▸ **Exercise goal**:
Rewrite the listing below as a numbered list, one line per item, leaving out the blank lines.

Region labeling listing:

◇ ◇ ◇ ◇ ◇ ◇ ◇

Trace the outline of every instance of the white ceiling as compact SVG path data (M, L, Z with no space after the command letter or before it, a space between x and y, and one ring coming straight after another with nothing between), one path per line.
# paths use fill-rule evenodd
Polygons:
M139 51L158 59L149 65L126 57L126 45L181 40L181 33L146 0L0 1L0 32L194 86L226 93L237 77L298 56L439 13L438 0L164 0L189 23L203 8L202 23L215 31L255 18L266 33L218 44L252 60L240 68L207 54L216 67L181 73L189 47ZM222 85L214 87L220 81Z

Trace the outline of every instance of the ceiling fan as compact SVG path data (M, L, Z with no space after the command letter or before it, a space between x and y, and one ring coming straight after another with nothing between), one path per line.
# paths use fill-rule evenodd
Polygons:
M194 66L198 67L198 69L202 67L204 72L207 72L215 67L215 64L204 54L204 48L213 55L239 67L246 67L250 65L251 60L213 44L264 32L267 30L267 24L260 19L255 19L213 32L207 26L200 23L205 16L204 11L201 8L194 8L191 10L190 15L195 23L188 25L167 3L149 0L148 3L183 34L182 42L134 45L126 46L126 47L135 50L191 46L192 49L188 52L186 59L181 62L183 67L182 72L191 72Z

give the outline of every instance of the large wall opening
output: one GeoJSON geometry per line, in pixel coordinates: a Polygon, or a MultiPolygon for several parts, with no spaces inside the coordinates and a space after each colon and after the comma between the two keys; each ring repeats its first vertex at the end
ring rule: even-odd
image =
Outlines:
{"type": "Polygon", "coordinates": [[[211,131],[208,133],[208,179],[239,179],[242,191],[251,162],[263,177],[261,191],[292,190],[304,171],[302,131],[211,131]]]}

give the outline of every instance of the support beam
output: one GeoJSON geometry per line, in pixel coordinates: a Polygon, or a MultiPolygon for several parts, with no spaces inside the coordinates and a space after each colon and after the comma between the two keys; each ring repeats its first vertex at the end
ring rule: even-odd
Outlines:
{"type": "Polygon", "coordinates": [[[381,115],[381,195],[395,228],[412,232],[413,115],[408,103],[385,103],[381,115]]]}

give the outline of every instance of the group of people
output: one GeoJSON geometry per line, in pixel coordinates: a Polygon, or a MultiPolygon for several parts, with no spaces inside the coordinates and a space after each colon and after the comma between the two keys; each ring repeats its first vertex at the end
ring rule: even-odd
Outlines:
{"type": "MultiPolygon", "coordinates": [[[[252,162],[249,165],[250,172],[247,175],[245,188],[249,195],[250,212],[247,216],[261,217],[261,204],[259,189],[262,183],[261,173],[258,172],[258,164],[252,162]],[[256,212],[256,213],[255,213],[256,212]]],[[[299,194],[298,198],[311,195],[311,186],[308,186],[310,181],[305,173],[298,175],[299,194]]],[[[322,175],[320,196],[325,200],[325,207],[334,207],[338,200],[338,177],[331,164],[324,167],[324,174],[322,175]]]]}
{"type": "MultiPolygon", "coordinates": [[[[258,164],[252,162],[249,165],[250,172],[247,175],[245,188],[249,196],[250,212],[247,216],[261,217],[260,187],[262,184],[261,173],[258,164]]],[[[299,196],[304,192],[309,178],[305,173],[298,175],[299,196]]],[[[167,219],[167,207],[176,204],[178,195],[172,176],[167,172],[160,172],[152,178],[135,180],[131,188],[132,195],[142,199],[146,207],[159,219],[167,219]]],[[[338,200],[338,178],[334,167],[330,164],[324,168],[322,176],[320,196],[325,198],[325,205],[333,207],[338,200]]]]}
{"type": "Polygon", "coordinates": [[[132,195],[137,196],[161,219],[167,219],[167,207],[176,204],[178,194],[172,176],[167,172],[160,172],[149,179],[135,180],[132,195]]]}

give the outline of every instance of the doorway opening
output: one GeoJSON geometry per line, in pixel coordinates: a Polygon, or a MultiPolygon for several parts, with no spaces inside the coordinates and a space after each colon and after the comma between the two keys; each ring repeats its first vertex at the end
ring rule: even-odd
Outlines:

◇ ◇ ◇ ◇ ◇ ◇ ◇

▸ **Result of this task**:
1. Trace the outline of every instance of the white ceiling as compact SVG path data (M, L, Z with no space after the command letter or before it, a space between x and y, and one ring coming straight after another with nothing between), one path per line.
2. # paths use fill-rule evenodd
3. Polygons:
4. M139 51L158 59L149 65L126 57L126 45L181 40L181 33L146 0L0 1L0 32L194 86L226 93L237 77L298 56L439 13L438 0L164 0L189 23L203 8L202 23L215 31L255 18L266 33L218 44L252 60L240 68L207 54L216 67L181 73L189 47ZM222 85L214 87L220 81Z
5. Trace the outline of every instance of the ceiling fan as compact SVG path data (M, L, Z with no space after the command letter or before it, a space between x and y, and one ring coming straight after another with nothing between), one path per line.
6. # paths use fill-rule evenodd
7. Polygons:
8. M194 66L198 67L198 69L202 67L204 72L207 72L215 67L215 64L204 54L204 48L213 55L239 67L246 67L250 65L251 60L213 44L264 32L267 30L267 24L260 19L255 19L213 32L207 26L200 23L205 16L204 11L201 8L194 8L191 10L190 15L195 23L188 25L167 3L149 0L148 3L183 34L182 42L134 45L126 46L126 47L135 50L191 46L192 49L188 52L186 59L181 62L183 67L182 72L191 72Z
9. give the outline of every instance of the large wall opening
10. output: one GeoJSON geometry per line, in pixel coordinates: a Polygon, or a MultiPolygon for several parts, with no spaces inside the coordinates and a space after each colon and after the comma between the two keys; each ring repeats its first vertex at the end
11. ring rule: even-odd
12. image =
13. Outlines:
14. {"type": "Polygon", "coordinates": [[[211,131],[208,133],[208,179],[239,179],[242,191],[251,162],[263,177],[261,191],[292,190],[304,171],[302,131],[211,131]]]}
15. give the outline of every instance of the support beam
16. output: one GeoJSON geometry per line, in pixel coordinates: a Polygon, or a MultiPolygon for several parts, with no spaces inside the coordinates and a space after each colon and after the comma between the two keys; each ring repeats its first vertex at the end
17. ring rule: even-odd
18. Outlines:
19. {"type": "Polygon", "coordinates": [[[381,115],[381,195],[395,228],[412,232],[413,115],[408,103],[385,103],[381,115]]]}
20. give the outline of every instance of the group of people
21. output: one GeoJSON geometry per line, in pixel coordinates: a Polygon, or a MultiPolygon for several parts, with no spaces inside the coordinates and a space after each colon and after the comma between the two keys; each ring repeats its first vertex at the end
22. ring rule: even-odd
23. Outlines:
24. {"type": "MultiPolygon", "coordinates": [[[[252,162],[249,165],[250,172],[247,175],[245,188],[249,195],[250,212],[247,216],[261,217],[261,204],[259,189],[262,183],[261,173],[258,172],[258,164],[252,162]],[[256,212],[256,213],[255,213],[256,212]]],[[[299,194],[298,198],[311,195],[311,186],[308,186],[310,181],[305,173],[298,175],[299,194]]],[[[322,175],[320,196],[325,200],[325,207],[334,207],[338,200],[338,177],[331,164],[324,167],[324,174],[322,175]]]]}
25. {"type": "MultiPolygon", "coordinates": [[[[258,164],[252,162],[249,165],[250,172],[247,175],[245,188],[249,196],[250,212],[247,216],[261,217],[260,187],[262,184],[261,173],[258,164]]],[[[299,196],[304,192],[309,178],[305,173],[298,175],[299,196]]],[[[167,219],[167,207],[176,204],[178,195],[172,176],[167,172],[160,172],[152,178],[135,180],[131,188],[132,195],[142,199],[146,207],[159,219],[167,219]]],[[[338,200],[338,178],[334,167],[330,164],[324,168],[322,176],[320,196],[325,198],[325,205],[333,207],[338,200]]]]}
26. {"type": "Polygon", "coordinates": [[[132,195],[137,196],[161,219],[167,219],[167,207],[176,204],[178,194],[172,176],[167,172],[160,172],[149,179],[135,180],[132,195]]]}
27. give the outline of every instance of the doorway opening
28. output: one GeoJSON geometry per line, in pixel coordinates: a Polygon, or a MultiPolygon for several parts, with no spaces inside the coordinates and a space after each colon and after the comma between the two keys; each ring repeats its first vertex at the end
29. ring rule: even-odd
30. Outlines:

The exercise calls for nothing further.